- _Trecho selecionado_
○ ○ ○ ○ ○

Reparar o Menisco: Entre a Técnica, a Evidência e a Sustentabilidade.

Nos últimos anos, o cuidado com o menisco passou a ocupar um novo patamar de prioridade na ortopedia esportiva. O que antes era uma decisão técnica restrita à sala cirúrgica, hoje se tornou também uma questão estratégica para os sistemas de saúde.


Nos Estados Unidos, o mercado de tratamento de lesões meniscais deve atingir US$479,38 milhões até 2033, segundo a Astute Analytica (2024). Esse crescimento é impulsionado pela ampliação da prática esportiva, envelhecimento populacional e, principalmente, pela adoção de técnicas minimamente invasivas como a sutura meniscal all-inside, que atualmente representa quase 50% das intervenções realizadas. A preferência se justifica por uma combinação poderosa: segurança clínica, menor tempo operatório e desfechos funcionais preservados.

○ ○ ○ ○ ○

- _Extrato de dados_

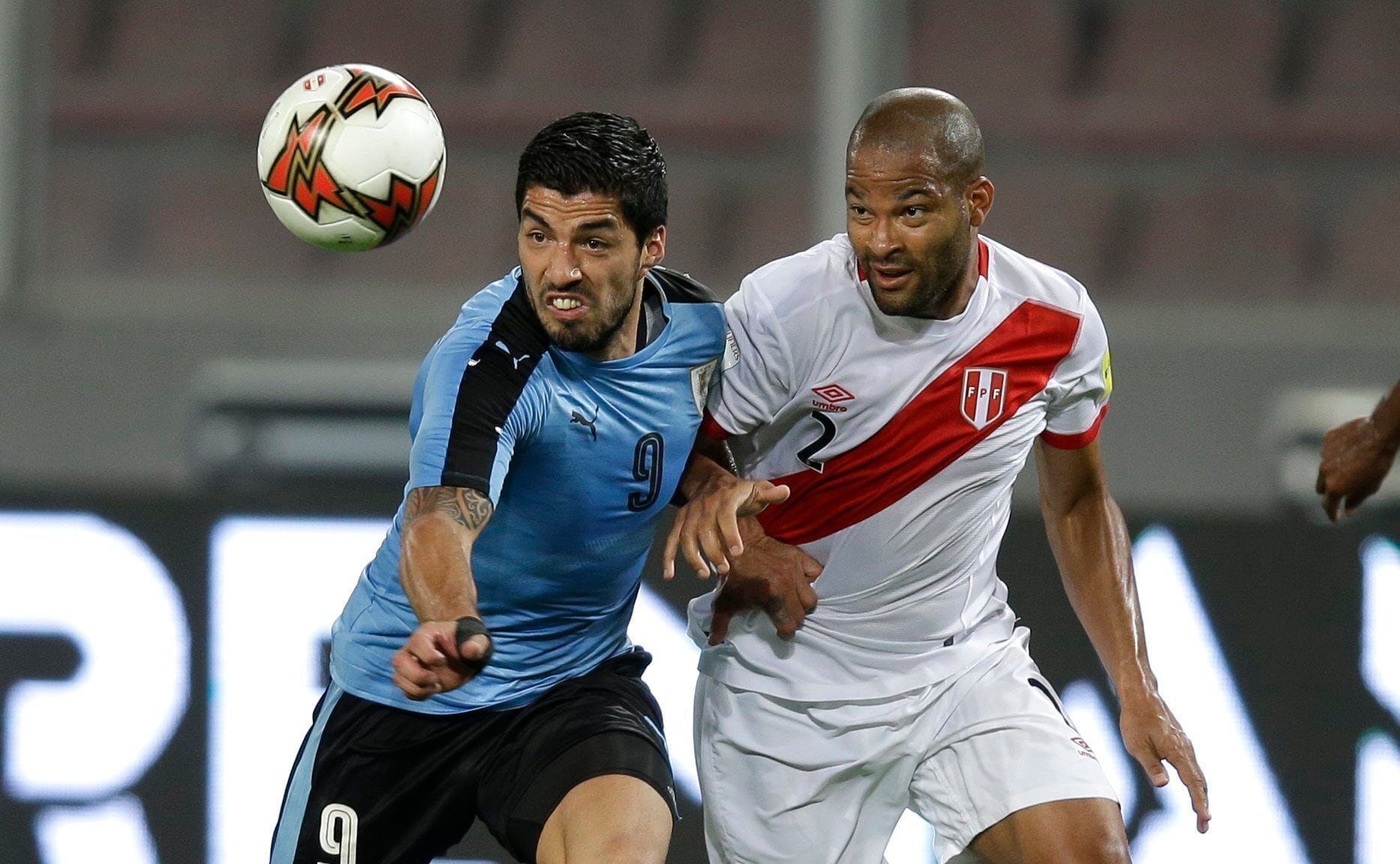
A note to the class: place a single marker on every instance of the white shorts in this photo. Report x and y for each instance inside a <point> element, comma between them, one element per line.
<point>826,782</point>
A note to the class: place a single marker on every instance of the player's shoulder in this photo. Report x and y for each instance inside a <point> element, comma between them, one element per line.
<point>682,287</point>
<point>811,279</point>
<point>499,316</point>
<point>484,308</point>
<point>1018,274</point>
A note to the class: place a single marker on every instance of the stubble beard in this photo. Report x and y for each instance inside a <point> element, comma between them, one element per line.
<point>595,331</point>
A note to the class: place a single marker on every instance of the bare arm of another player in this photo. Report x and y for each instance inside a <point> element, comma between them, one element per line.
<point>1095,556</point>
<point>440,524</point>
<point>707,526</point>
<point>717,517</point>
<point>1357,457</point>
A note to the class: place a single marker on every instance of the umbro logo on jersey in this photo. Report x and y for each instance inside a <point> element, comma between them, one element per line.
<point>831,395</point>
<point>985,395</point>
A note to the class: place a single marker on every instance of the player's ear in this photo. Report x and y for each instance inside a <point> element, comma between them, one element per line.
<point>654,248</point>
<point>979,200</point>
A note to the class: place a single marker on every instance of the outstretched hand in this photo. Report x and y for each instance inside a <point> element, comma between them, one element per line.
<point>707,528</point>
<point>769,576</point>
<point>1356,458</point>
<point>1153,736</point>
<point>431,663</point>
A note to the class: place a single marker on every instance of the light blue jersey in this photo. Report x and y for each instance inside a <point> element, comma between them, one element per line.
<point>580,460</point>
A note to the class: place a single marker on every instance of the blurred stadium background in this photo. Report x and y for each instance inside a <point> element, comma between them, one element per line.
<point>195,405</point>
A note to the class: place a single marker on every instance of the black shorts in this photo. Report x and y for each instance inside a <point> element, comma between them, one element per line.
<point>400,786</point>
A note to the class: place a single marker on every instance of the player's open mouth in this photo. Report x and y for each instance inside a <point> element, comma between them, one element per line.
<point>889,279</point>
<point>566,307</point>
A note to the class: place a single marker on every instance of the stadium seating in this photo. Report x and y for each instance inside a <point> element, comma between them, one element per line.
<point>1147,147</point>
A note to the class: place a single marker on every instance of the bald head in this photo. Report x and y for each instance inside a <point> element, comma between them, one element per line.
<point>928,122</point>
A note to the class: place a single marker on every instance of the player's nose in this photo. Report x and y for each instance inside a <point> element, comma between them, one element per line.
<point>563,268</point>
<point>884,240</point>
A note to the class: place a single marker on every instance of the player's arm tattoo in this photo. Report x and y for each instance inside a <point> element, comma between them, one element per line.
<point>468,507</point>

○ ○ ○ ○ ○

- _Instruções da tarefa_
Responda, com base no texto sobre o reparo do menisco:
1. Em que área da ortopedia o cuidado com o menisco passou a ocupar um novo patamar de prioridade?
2. Que valor o mercado de tratamento de lesões meniscais nos Estados Unidos deve atingir até 2033?
3. Que proporção das intervenções realizadas a sutura meniscal all-inside representa atualmente?
As linhas não têm nenhum papel neste exercício.

- _Resultado do exercício_
1. Na ortopedia esportiva.
2. US$479,38 milhões.
3. Quase 50%.